┌──

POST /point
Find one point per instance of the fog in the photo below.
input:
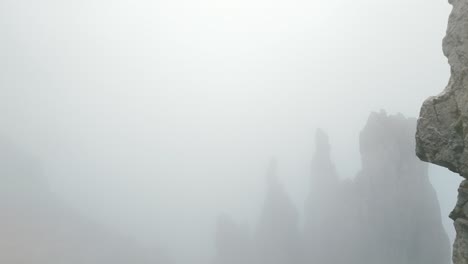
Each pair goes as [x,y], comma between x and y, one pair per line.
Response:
[152,118]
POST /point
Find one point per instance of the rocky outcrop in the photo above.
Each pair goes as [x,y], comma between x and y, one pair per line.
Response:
[389,213]
[442,132]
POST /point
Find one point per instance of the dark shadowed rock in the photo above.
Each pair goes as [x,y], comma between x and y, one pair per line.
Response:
[389,213]
[442,134]
[277,236]
[36,227]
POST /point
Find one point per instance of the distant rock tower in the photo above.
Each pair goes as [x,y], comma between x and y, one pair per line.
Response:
[442,135]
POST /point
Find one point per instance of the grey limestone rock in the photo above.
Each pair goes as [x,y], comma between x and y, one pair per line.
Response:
[442,130]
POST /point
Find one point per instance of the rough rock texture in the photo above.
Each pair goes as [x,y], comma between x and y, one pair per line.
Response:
[36,227]
[387,214]
[398,202]
[442,132]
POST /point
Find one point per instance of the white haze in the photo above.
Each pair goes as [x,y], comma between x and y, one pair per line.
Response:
[153,117]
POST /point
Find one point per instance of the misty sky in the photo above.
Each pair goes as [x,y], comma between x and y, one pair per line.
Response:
[155,116]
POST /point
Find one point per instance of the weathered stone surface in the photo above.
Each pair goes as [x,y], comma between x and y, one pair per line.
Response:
[442,133]
[442,127]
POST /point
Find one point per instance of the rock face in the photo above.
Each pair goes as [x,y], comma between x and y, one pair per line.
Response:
[389,213]
[442,132]
[277,237]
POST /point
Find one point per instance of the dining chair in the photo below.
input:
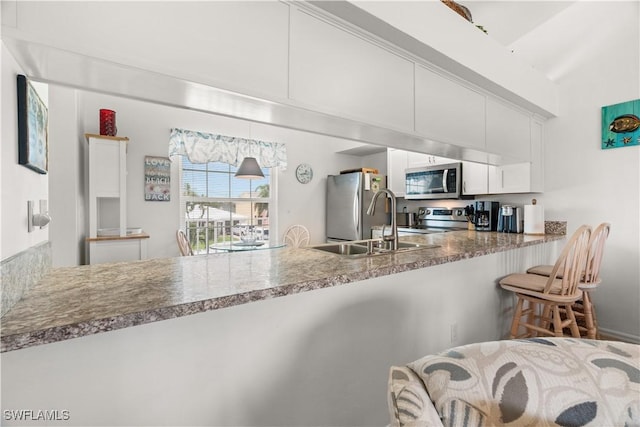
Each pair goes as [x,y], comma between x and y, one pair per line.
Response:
[547,296]
[589,280]
[296,236]
[183,244]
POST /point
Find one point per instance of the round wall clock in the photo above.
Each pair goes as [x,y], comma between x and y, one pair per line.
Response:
[304,173]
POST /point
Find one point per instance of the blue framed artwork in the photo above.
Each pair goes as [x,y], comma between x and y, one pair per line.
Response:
[33,134]
[621,125]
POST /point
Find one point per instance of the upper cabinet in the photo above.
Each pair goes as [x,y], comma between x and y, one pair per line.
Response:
[508,131]
[449,112]
[396,165]
[339,72]
[475,179]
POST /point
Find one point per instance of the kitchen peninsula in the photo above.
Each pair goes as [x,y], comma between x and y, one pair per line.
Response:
[204,340]
[78,301]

└──

_WORK REQUIRED_.
Where pictures sit among the data above, omit them, and output the rest exactly.

_SOLUTION TO THIS PROBLEM_.
POST /point
Find one point per instance of the fog in the photo below.
input:
Each pair goes as [x,y], comma between x and y, one pair per line.
Response:
[152,118]
POST /point
Find one point per instance of the rocky outcrop in the photo above.
Each pair goes as [x,y], comma between x and y, one pair per line.
Response:
[389,213]
[442,132]
POST /point
Find one point per instance of the dark shadowed rock in the photo above.
Each pair goes as [x,y], comma between x and y, one pair per line.
Response:
[389,213]
[442,134]
[277,236]
[36,227]
POST /point
Find one point per instance of the distant rock tower in the photo above.
Each pair goes as [x,y], comma between x and y, one pair per line.
Response:
[442,135]
POST /point
Find one point per instance of the grey limestone rock in the photo above.
Each pair goes as [x,y], comma between x and y, one pair per line.
Response:
[442,130]
POST /point
Find one point per instance of the rough rock texture in the photo above.
Each pair goes as [x,y], comma between x and y, one pair per line.
Response:
[36,227]
[387,214]
[398,202]
[442,132]
POST /point
Find one point per instance of the white haze in the photo above.
Each pair goes as [x,y], comma between x and y, one pair per line.
Response:
[153,117]
POST /point
Find one point per instance of the misty sky in the photo above.
Each pair goes as [x,y], comma between x and y, one pair per line.
Response:
[155,116]
POST /point
Find one point per instance of the weathered stone surface in the photo above.
Each pair goes as [x,y], comma between x and y, one pair per line.
Response:
[442,133]
[442,127]
POST /point
Find one point per instance of the rock face in the photo above.
Each pair goes as [x,y], comma between x and y, one pair per line.
Response:
[389,213]
[442,132]
[277,237]
POST /point
Find one point per instance of the dining chair in the photo below.
input:
Each pair goes as [x,y], comma between x and y, one pair per line.
Response:
[547,296]
[589,280]
[296,236]
[183,244]
POST /point
Find one point per instance of the round wall clock in the photo above.
Each pair goes as [x,y], comma between x and y, one pair per line.
Response:
[304,173]
POST /point
Find one point per instance of the blue framed artwork in the photo above.
Each pair goes as [x,y], comma between x and y, one pair per line.
Response:
[33,134]
[621,125]
POST /point
Find one point per instance of the upper cabinet in the photo above.
Each pair goes as [x,y], comma between x and y, one pair per line.
Response:
[508,131]
[449,112]
[396,165]
[339,72]
[475,179]
POST /point
Find one point per instance of the kitchen peninsula in the photo above.
Each pair goes as [x,y], comma between x and y, one pair per line.
Response:
[204,340]
[78,301]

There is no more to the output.